What to do:
Each line of the data holding "below" should be found and copied.

+-------+

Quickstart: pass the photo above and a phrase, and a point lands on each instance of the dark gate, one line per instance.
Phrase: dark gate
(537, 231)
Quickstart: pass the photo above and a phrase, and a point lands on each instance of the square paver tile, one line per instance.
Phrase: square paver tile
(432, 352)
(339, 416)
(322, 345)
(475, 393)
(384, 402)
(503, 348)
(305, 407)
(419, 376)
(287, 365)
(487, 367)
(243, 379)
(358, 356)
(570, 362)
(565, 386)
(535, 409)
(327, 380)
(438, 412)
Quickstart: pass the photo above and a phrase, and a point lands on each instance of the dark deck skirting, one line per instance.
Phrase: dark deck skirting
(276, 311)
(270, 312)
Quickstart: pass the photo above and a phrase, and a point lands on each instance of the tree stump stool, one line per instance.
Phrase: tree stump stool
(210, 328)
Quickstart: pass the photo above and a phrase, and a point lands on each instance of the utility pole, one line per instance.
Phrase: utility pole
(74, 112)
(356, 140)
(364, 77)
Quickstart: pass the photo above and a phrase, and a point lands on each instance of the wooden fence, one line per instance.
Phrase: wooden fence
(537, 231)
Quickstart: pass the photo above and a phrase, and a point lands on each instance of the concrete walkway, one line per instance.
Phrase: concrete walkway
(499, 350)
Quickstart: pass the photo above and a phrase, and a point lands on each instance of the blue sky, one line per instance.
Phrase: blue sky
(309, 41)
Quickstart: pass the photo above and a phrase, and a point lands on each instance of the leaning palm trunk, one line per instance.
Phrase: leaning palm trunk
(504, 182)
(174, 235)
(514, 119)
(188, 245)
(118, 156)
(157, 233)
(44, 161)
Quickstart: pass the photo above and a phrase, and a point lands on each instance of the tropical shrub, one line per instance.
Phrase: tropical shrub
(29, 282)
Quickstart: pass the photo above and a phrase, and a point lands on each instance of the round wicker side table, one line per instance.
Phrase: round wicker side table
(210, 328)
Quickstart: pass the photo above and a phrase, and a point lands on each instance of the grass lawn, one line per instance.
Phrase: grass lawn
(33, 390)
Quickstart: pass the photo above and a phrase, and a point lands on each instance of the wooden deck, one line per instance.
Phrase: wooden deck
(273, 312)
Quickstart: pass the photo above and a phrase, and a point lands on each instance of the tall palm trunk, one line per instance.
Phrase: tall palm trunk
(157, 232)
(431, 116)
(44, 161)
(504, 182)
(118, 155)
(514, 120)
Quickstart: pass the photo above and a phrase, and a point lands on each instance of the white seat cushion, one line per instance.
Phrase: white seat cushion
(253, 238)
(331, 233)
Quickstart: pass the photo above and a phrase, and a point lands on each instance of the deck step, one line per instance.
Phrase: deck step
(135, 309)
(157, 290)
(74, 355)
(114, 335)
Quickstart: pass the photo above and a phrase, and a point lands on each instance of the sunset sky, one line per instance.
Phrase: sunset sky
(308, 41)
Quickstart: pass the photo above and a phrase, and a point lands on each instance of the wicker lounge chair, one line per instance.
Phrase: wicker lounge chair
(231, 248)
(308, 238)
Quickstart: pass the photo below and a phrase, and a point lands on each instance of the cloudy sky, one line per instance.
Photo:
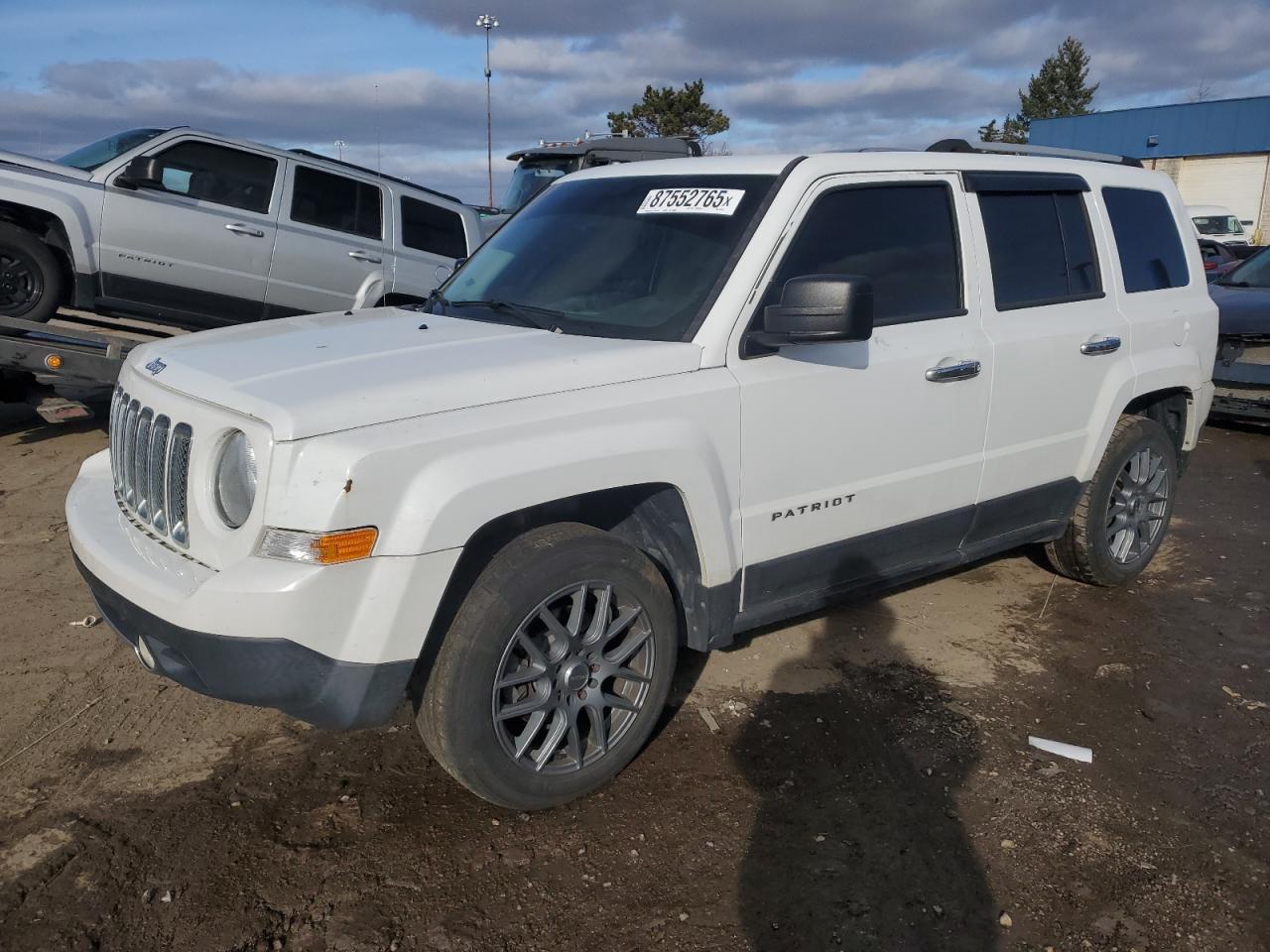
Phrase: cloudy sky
(794, 76)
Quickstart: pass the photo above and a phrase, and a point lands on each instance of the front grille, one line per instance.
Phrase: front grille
(150, 463)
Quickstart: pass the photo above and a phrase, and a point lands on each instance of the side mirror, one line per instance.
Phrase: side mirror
(144, 172)
(818, 308)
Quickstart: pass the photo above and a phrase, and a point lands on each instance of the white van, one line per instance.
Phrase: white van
(1218, 222)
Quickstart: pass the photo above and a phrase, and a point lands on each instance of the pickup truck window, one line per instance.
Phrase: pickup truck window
(627, 257)
(1040, 246)
(336, 202)
(1146, 239)
(903, 238)
(221, 176)
(432, 229)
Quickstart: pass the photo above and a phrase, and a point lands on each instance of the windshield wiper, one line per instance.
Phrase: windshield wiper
(525, 313)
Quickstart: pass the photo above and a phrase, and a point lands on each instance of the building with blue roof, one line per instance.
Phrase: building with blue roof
(1216, 151)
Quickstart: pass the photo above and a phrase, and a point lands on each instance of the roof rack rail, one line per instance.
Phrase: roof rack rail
(960, 145)
(318, 157)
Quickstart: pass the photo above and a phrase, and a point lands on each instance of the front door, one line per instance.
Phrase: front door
(330, 254)
(198, 248)
(862, 460)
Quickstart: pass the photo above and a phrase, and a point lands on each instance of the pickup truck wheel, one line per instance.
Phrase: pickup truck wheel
(1123, 515)
(31, 282)
(556, 669)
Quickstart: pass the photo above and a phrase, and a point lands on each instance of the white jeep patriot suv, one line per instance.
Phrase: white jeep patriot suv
(665, 404)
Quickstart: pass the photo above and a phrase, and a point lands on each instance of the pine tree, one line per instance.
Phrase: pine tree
(671, 112)
(1061, 87)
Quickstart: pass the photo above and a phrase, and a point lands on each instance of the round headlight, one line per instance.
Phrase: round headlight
(235, 479)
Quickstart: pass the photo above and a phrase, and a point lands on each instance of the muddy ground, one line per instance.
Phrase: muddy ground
(869, 787)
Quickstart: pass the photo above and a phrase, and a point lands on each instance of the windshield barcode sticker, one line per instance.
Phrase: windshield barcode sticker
(691, 200)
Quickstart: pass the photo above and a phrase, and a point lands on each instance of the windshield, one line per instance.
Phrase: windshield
(630, 257)
(104, 150)
(532, 176)
(1218, 225)
(1254, 273)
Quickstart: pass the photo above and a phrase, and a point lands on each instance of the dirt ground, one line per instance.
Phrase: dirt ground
(869, 784)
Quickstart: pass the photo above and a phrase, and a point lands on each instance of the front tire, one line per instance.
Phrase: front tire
(31, 282)
(1121, 517)
(556, 669)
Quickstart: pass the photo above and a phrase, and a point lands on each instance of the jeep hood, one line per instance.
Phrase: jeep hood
(31, 163)
(327, 372)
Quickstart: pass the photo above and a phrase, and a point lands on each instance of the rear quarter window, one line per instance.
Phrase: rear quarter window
(430, 227)
(1146, 238)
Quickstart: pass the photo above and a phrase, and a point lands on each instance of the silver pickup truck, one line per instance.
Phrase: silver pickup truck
(198, 230)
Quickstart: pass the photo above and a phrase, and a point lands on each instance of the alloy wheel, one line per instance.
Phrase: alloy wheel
(572, 678)
(1138, 507)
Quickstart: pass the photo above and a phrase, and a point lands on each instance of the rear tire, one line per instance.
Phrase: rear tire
(556, 669)
(31, 280)
(1124, 512)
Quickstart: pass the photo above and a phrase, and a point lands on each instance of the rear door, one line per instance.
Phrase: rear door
(861, 460)
(197, 249)
(331, 249)
(1061, 343)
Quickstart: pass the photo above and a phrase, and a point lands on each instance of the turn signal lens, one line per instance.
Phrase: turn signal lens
(318, 547)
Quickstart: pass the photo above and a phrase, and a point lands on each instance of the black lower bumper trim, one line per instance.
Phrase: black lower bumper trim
(263, 671)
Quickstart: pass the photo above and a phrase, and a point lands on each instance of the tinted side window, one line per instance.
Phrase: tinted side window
(217, 175)
(336, 203)
(903, 238)
(1146, 239)
(430, 227)
(1040, 248)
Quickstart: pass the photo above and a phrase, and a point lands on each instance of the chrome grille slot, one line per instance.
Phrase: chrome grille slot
(130, 452)
(117, 404)
(178, 480)
(157, 495)
(150, 465)
(141, 454)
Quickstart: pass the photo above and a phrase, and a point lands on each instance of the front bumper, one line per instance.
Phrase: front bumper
(331, 645)
(264, 671)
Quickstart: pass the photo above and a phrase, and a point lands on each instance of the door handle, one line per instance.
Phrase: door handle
(949, 372)
(1103, 345)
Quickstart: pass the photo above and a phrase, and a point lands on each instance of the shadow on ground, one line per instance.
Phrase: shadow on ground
(856, 841)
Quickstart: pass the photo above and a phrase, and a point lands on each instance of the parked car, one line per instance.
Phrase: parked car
(540, 166)
(1218, 222)
(1218, 259)
(200, 230)
(667, 403)
(1242, 370)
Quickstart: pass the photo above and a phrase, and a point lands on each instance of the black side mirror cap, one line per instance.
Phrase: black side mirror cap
(818, 308)
(144, 172)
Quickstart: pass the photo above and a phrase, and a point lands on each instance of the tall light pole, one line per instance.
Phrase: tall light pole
(488, 22)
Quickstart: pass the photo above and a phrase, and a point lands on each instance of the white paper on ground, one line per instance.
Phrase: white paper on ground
(1061, 749)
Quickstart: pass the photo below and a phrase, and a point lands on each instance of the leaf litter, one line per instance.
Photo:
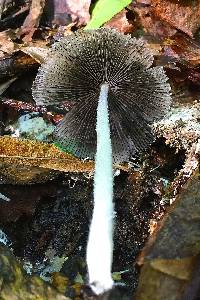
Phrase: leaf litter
(150, 191)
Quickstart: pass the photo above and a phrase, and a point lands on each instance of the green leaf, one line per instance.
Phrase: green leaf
(104, 10)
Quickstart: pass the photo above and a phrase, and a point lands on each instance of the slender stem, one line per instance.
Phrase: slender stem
(100, 242)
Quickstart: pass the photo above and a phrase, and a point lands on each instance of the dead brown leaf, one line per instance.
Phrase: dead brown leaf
(151, 23)
(32, 20)
(179, 14)
(7, 46)
(120, 22)
(170, 262)
(78, 11)
(35, 154)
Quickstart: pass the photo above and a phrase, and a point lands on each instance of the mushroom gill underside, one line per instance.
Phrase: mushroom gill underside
(138, 94)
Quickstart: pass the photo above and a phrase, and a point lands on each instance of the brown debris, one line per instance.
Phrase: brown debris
(32, 20)
(77, 10)
(34, 154)
(120, 22)
(6, 44)
(170, 262)
(151, 23)
(17, 285)
(178, 14)
(16, 64)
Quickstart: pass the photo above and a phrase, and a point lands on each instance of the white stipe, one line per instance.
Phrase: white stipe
(100, 242)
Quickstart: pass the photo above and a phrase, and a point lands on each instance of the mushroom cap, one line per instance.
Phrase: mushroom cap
(74, 71)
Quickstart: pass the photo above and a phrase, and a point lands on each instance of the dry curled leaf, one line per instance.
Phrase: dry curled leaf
(25, 160)
(78, 11)
(120, 22)
(169, 264)
(183, 15)
(18, 285)
(32, 20)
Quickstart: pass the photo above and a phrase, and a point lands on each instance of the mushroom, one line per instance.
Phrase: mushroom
(116, 96)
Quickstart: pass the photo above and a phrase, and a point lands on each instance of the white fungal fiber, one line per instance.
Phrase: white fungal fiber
(100, 244)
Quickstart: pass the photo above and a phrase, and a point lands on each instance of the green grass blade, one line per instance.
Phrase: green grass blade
(104, 10)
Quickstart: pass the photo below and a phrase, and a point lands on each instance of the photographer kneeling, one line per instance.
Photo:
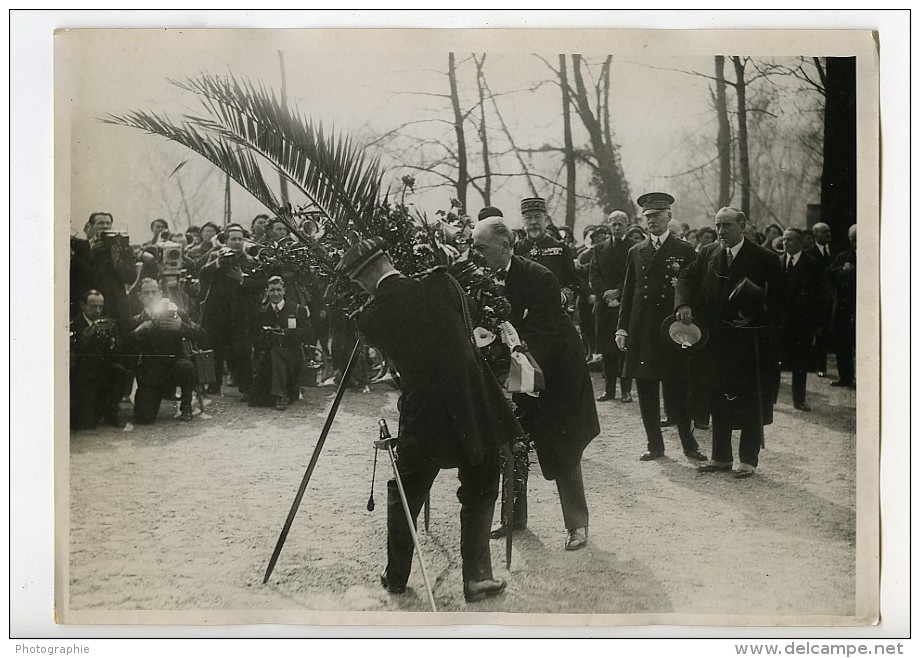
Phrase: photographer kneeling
(156, 336)
(285, 329)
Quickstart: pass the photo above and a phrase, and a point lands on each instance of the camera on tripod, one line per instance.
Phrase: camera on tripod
(171, 259)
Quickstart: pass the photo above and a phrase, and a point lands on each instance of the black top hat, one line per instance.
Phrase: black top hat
(654, 202)
(747, 298)
(685, 338)
(359, 256)
(489, 211)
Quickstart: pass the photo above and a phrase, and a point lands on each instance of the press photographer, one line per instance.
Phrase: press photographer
(231, 291)
(158, 338)
(96, 378)
(284, 329)
(112, 266)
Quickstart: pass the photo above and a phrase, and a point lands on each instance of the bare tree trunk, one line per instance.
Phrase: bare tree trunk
(744, 168)
(723, 140)
(483, 137)
(614, 191)
(569, 149)
(462, 172)
(284, 193)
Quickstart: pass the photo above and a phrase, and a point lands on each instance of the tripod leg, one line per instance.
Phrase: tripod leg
(427, 511)
(418, 548)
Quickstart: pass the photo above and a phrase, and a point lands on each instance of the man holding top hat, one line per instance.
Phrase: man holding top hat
(453, 412)
(561, 419)
(652, 270)
(735, 290)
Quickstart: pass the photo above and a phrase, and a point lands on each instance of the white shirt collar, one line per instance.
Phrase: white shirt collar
(736, 248)
(385, 276)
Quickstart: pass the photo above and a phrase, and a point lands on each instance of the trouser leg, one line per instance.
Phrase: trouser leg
(799, 379)
(477, 493)
(521, 472)
(571, 488)
(147, 401)
(612, 371)
(650, 409)
(280, 377)
(749, 447)
(675, 391)
(400, 548)
(721, 439)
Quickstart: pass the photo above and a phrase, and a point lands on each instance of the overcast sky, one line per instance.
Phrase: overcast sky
(352, 82)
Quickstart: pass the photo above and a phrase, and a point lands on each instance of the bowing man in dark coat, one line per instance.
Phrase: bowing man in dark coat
(802, 313)
(728, 359)
(284, 329)
(652, 269)
(608, 269)
(562, 419)
(453, 412)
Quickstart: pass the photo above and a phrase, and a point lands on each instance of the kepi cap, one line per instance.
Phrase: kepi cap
(655, 202)
(360, 256)
(489, 211)
(533, 203)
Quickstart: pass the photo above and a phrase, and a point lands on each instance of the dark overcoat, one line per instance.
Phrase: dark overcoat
(727, 362)
(453, 410)
(648, 298)
(563, 419)
(608, 269)
(803, 311)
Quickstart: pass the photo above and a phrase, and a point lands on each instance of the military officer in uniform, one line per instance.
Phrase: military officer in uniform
(736, 372)
(562, 419)
(453, 412)
(608, 269)
(652, 268)
(552, 254)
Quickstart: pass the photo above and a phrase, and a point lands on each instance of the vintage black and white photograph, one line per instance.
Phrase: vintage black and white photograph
(525, 327)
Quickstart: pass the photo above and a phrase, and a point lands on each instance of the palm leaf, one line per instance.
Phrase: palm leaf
(331, 170)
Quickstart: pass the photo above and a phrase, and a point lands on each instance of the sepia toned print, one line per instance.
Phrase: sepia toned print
(599, 286)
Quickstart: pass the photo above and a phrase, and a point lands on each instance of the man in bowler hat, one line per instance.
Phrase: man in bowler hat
(740, 371)
(453, 412)
(652, 268)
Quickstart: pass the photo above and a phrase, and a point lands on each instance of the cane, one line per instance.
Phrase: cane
(509, 502)
(387, 442)
(306, 476)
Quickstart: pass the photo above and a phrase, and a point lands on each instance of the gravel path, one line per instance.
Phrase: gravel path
(183, 516)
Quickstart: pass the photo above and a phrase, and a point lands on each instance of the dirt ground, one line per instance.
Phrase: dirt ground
(184, 516)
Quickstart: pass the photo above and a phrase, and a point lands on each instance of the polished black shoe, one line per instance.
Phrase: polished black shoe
(392, 588)
(576, 539)
(477, 590)
(499, 532)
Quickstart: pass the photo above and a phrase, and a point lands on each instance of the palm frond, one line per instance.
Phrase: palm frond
(331, 170)
(238, 163)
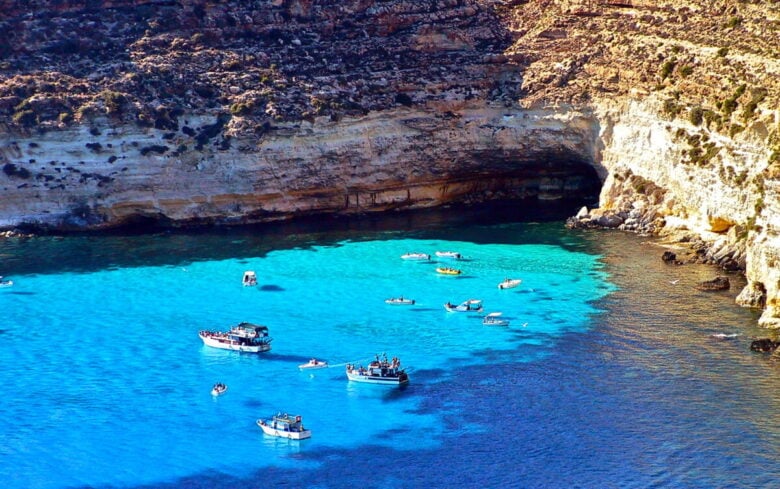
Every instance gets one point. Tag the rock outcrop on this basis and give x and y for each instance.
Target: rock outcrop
(120, 111)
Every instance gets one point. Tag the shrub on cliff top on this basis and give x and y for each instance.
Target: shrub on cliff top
(667, 68)
(26, 118)
(114, 101)
(14, 171)
(696, 116)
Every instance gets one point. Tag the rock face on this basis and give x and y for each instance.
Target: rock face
(242, 111)
(718, 283)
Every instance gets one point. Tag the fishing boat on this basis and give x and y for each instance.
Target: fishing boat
(495, 319)
(284, 426)
(245, 337)
(250, 278)
(471, 305)
(448, 271)
(509, 283)
(313, 364)
(400, 301)
(380, 371)
(449, 254)
(416, 256)
(218, 389)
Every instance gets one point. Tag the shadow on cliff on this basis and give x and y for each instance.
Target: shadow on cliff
(90, 252)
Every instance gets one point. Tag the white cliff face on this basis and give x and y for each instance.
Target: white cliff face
(103, 175)
(726, 200)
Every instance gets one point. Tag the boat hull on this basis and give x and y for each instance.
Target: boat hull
(510, 284)
(416, 257)
(496, 322)
(375, 379)
(309, 366)
(448, 254)
(448, 271)
(234, 346)
(292, 435)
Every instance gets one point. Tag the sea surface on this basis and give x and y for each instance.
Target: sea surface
(614, 372)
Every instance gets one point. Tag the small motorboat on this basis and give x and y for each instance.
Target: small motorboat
(509, 283)
(416, 256)
(313, 364)
(380, 371)
(400, 301)
(250, 278)
(494, 319)
(448, 271)
(449, 254)
(470, 305)
(245, 337)
(284, 426)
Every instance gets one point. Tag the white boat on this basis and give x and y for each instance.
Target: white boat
(448, 271)
(470, 305)
(509, 283)
(313, 364)
(250, 278)
(400, 301)
(449, 254)
(218, 389)
(284, 426)
(416, 256)
(244, 337)
(380, 371)
(495, 319)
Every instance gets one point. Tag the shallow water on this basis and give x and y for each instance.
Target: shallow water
(608, 375)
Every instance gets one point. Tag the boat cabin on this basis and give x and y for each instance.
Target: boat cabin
(250, 278)
(286, 422)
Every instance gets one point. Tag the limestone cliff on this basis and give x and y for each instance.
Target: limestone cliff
(245, 111)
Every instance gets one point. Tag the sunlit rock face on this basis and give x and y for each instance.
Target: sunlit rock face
(200, 112)
(107, 175)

+-------+

Solution to the exercise:
Quickstart: pass the photo below and a phrase, and a point lands on each instance of the cloudy sky, one line per instance.
Quickstart: pass the photo below and a phrase, and a point lands on each instance of the leaf litter, one line per instance.
Quickstart: pass the photo below and a phrase, and a point lands on each instance of the photographer kneeling, one line per instance.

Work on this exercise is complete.